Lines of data

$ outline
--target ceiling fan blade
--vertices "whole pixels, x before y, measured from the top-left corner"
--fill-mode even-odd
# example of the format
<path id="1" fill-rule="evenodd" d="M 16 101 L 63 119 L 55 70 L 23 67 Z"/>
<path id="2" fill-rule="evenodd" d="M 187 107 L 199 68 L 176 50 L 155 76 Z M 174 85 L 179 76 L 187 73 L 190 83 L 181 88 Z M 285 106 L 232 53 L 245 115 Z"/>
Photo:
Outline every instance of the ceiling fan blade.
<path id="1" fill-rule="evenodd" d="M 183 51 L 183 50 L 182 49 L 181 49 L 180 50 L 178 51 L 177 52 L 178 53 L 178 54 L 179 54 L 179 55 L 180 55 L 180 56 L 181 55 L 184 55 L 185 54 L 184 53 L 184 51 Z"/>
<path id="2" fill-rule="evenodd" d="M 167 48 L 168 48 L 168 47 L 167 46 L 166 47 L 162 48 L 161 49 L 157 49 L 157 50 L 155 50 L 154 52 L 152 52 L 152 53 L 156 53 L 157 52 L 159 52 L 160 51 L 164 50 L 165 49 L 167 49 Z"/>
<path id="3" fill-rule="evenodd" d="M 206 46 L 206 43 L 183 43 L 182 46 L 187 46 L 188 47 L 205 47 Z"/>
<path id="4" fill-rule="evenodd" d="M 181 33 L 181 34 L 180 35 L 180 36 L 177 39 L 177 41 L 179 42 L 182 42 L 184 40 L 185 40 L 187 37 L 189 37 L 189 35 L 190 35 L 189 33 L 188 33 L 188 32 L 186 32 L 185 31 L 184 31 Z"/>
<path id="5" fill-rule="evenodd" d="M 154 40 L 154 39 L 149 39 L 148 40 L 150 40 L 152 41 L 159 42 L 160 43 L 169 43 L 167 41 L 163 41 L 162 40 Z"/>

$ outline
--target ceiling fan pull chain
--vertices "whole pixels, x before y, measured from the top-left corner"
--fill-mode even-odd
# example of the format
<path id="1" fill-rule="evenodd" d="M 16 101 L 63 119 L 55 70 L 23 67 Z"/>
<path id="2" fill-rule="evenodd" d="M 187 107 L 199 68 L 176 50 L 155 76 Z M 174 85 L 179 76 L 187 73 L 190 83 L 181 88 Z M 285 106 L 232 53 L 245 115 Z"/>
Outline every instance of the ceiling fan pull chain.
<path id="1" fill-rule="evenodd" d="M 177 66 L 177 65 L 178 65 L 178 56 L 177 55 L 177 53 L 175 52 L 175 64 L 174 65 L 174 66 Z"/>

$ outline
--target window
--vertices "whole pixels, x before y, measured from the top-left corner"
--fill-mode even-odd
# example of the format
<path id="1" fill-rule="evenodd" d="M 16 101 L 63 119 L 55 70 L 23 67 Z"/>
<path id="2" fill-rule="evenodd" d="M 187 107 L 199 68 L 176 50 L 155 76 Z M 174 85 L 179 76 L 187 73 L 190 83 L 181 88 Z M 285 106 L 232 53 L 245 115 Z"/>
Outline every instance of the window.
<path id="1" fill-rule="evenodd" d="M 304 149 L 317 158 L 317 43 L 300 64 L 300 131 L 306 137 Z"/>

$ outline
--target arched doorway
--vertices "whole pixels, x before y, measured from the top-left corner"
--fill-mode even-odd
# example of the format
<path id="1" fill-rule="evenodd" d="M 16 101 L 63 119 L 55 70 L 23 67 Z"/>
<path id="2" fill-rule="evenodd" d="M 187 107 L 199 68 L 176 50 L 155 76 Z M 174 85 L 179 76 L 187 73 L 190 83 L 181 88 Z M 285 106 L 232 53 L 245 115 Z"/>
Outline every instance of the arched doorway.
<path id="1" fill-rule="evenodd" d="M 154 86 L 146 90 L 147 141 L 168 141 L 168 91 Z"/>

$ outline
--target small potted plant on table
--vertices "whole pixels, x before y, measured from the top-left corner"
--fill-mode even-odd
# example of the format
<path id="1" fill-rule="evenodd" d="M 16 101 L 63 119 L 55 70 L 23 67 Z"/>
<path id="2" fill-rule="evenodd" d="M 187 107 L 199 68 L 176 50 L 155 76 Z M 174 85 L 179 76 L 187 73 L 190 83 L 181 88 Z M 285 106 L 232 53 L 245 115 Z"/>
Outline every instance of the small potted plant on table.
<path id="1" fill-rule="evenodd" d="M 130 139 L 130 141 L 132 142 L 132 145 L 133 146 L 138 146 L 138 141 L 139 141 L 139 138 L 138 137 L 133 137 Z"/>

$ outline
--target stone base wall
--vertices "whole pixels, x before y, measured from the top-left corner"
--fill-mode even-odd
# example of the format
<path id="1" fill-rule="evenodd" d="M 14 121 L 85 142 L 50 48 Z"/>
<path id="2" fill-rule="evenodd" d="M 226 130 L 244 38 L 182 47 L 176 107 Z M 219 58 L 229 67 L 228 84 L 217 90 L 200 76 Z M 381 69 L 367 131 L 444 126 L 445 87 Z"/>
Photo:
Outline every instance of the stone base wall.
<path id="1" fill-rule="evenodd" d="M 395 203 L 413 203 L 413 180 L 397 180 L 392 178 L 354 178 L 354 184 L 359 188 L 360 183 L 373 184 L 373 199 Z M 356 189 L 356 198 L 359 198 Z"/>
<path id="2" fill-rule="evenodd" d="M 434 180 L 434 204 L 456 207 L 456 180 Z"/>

## Set task
Copy out each line above, character for character.

## Full solution
$ outline
--target ceiling fan blade
--vertices "whole pixels, x before y, measured from the top-left corner"
--fill-mode even-odd
# example of the format
<path id="1" fill-rule="evenodd" d="M 16 101 L 63 119 L 55 70 L 23 67 Z"/>
<path id="2" fill-rule="evenodd" d="M 187 107 L 199 68 L 176 50 L 155 76 Z M 174 85 L 179 76 L 187 73 L 190 83 L 181 88 Z M 285 106 L 232 53 L 245 115 Z"/>
Photo:
Outline every instance of the ceiling fan blade.
<path id="1" fill-rule="evenodd" d="M 183 51 L 183 50 L 182 49 L 181 49 L 180 50 L 178 51 L 177 52 L 178 53 L 178 54 L 179 54 L 179 55 L 180 55 L 180 56 L 181 55 L 184 55 L 185 54 L 184 53 L 184 51 Z"/>
<path id="2" fill-rule="evenodd" d="M 167 48 L 168 48 L 168 47 L 167 46 L 166 47 L 162 48 L 161 49 L 157 49 L 157 50 L 155 50 L 154 52 L 152 52 L 152 53 L 156 53 L 157 52 L 159 52 L 160 51 L 164 50 L 165 49 L 167 49 Z"/>
<path id="3" fill-rule="evenodd" d="M 206 46 L 206 43 L 183 43 L 182 46 L 187 46 L 188 47 L 205 47 Z"/>
<path id="4" fill-rule="evenodd" d="M 181 33 L 181 34 L 180 35 L 180 36 L 177 39 L 177 41 L 179 42 L 182 42 L 184 40 L 185 40 L 187 37 L 189 37 L 189 35 L 190 35 L 189 33 L 188 33 L 188 32 L 186 32 L 185 31 L 184 31 Z"/>
<path id="5" fill-rule="evenodd" d="M 154 40 L 154 39 L 149 39 L 148 40 L 150 40 L 152 41 L 159 42 L 160 43 L 169 43 L 167 41 L 163 41 L 162 40 Z"/>

$ outline
--target ceiling fan pull chain
--vertices "whole pixels, x before y, measured from the top-left corner"
--fill-mode even-odd
# example of the format
<path id="1" fill-rule="evenodd" d="M 16 101 L 63 119 L 55 70 L 23 67 Z"/>
<path id="2" fill-rule="evenodd" d="M 187 107 L 199 68 L 176 50 L 155 76 Z M 174 85 L 179 76 L 187 73 L 190 83 L 181 88 Z M 285 106 L 232 53 L 245 115 Z"/>
Outline every instance of the ceiling fan pull chain.
<path id="1" fill-rule="evenodd" d="M 177 66 L 177 65 L 178 65 L 178 56 L 177 55 L 177 53 L 175 52 L 175 64 L 174 65 L 174 66 Z"/>

$ outline
--target window
--vertices "whole pixels, x before y, measured from the top-left corner"
--fill-mode even-odd
# example of the format
<path id="1" fill-rule="evenodd" d="M 16 101 L 63 119 L 55 70 L 23 67 Z"/>
<path id="2" fill-rule="evenodd" d="M 187 107 L 199 68 L 176 50 L 155 76 Z M 174 85 L 179 76 L 187 73 L 190 83 L 181 88 Z M 285 106 L 232 53 L 245 115 Z"/>
Outline every instance of the window.
<path id="1" fill-rule="evenodd" d="M 304 149 L 317 158 L 317 43 L 300 64 L 300 131 L 306 137 Z"/>

$ outline
--target arched doorway
--vertices "whole pixels, x before y, measured from the top-left corner"
--fill-mode even-odd
# example of the format
<path id="1" fill-rule="evenodd" d="M 16 101 L 63 119 L 55 70 L 23 67 Z"/>
<path id="2" fill-rule="evenodd" d="M 187 107 L 199 68 L 176 50 L 155 76 Z M 174 85 L 179 76 L 187 73 L 190 83 L 181 88 Z M 285 106 L 232 53 L 245 115 Z"/>
Outline every instance of the arched doorway.
<path id="1" fill-rule="evenodd" d="M 154 86 L 146 90 L 147 141 L 168 141 L 168 91 Z"/>

$ outline
--target small potted plant on table
--vertices "whole pixels, x before y, measured from the top-left corner"
--fill-mode even-odd
# example of the format
<path id="1" fill-rule="evenodd" d="M 16 101 L 63 119 L 55 70 L 23 67 Z"/>
<path id="2" fill-rule="evenodd" d="M 187 107 L 199 68 L 176 50 L 155 76 Z M 174 85 L 179 76 L 187 73 L 190 83 L 181 88 Z M 285 106 L 232 53 L 245 115 Z"/>
Outline every instance of the small potted plant on table.
<path id="1" fill-rule="evenodd" d="M 130 139 L 130 141 L 132 142 L 132 145 L 133 146 L 138 146 L 138 141 L 139 141 L 139 138 L 138 137 L 133 137 Z"/>

$ outline
--target stone base wall
--vertices "whole pixels, x before y, measured from the top-left corner"
--fill-mode even-odd
# example of the format
<path id="1" fill-rule="evenodd" d="M 14 121 L 85 142 L 50 48 Z"/>
<path id="2" fill-rule="evenodd" d="M 226 130 L 244 38 L 182 47 L 176 107 Z M 219 58 L 229 67 L 228 84 L 217 90 L 200 76 Z M 381 69 L 367 131 L 444 126 L 445 87 Z"/>
Photo:
Outline every instance of the stone base wall.
<path id="1" fill-rule="evenodd" d="M 395 203 L 413 203 L 413 180 L 397 180 L 392 178 L 354 178 L 354 184 L 359 188 L 360 183 L 373 184 L 373 199 Z M 356 189 L 356 198 L 359 198 Z"/>
<path id="2" fill-rule="evenodd" d="M 434 180 L 434 204 L 456 207 L 456 180 Z"/>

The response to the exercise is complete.